→ WORK REQUIRED
Lines of the material that include the word "police" are to be counted; only their number should be given.

→ RECORDS SUPPLIED
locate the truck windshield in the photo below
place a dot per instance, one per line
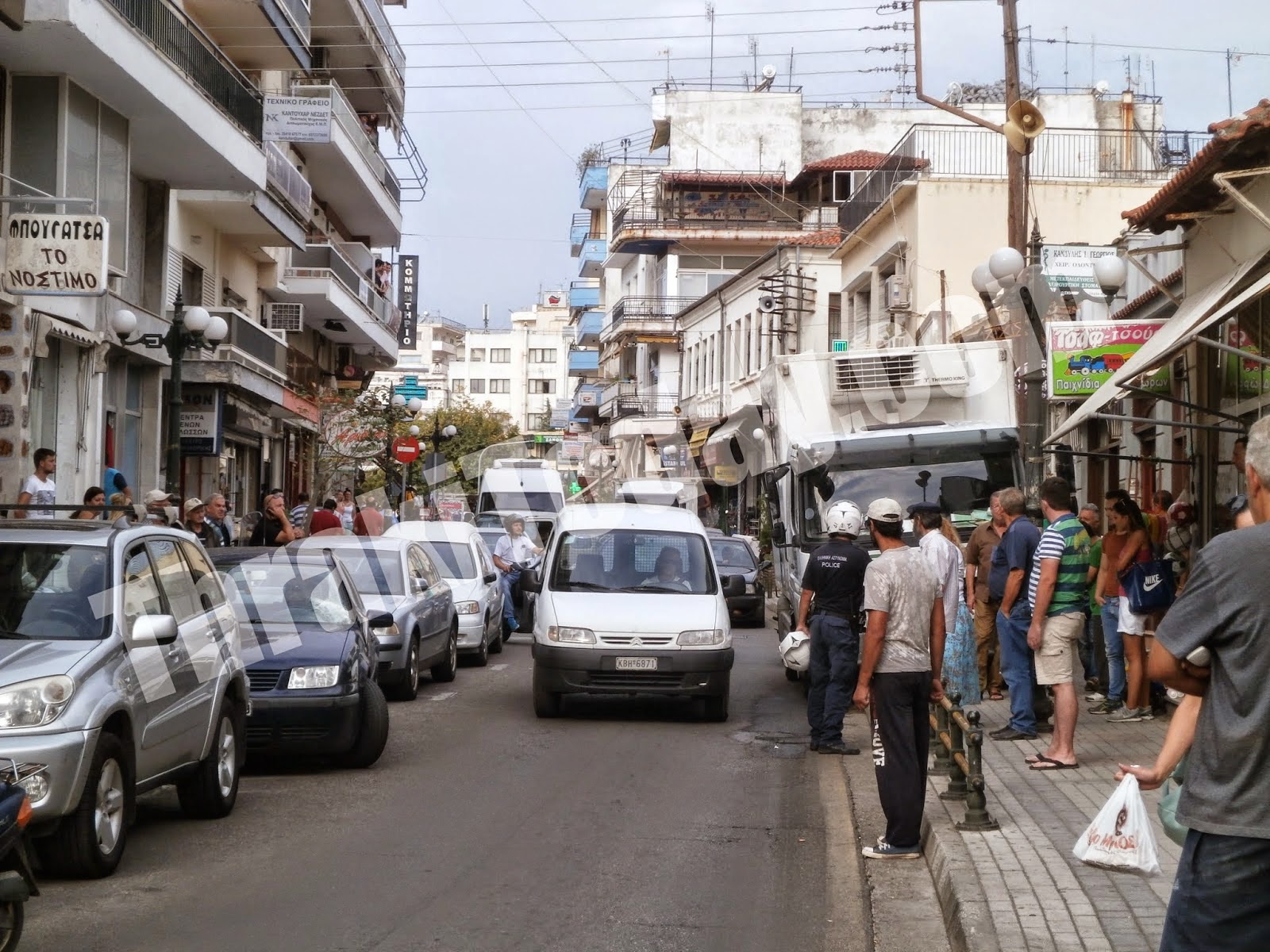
(960, 479)
(632, 560)
(54, 592)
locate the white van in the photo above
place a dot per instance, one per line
(632, 603)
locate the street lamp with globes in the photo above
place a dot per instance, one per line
(192, 328)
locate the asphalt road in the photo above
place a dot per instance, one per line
(625, 825)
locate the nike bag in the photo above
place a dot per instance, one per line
(1121, 835)
(1149, 585)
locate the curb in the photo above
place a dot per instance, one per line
(967, 916)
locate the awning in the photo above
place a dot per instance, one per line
(1195, 313)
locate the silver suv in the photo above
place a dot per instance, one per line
(120, 672)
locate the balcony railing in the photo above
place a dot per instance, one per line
(287, 181)
(347, 117)
(624, 400)
(194, 52)
(327, 262)
(1058, 155)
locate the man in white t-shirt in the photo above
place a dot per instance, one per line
(511, 552)
(40, 488)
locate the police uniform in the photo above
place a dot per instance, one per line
(836, 578)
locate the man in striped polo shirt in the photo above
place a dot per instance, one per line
(1058, 590)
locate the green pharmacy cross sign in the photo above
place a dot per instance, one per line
(1083, 355)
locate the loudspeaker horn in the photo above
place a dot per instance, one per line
(1024, 122)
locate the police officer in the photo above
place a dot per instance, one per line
(833, 588)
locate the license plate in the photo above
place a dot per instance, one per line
(637, 664)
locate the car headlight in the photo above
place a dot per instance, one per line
(700, 636)
(325, 676)
(33, 704)
(578, 636)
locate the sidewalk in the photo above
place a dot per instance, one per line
(1020, 888)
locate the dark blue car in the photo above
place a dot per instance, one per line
(311, 655)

→ YOUR RESPONSE
2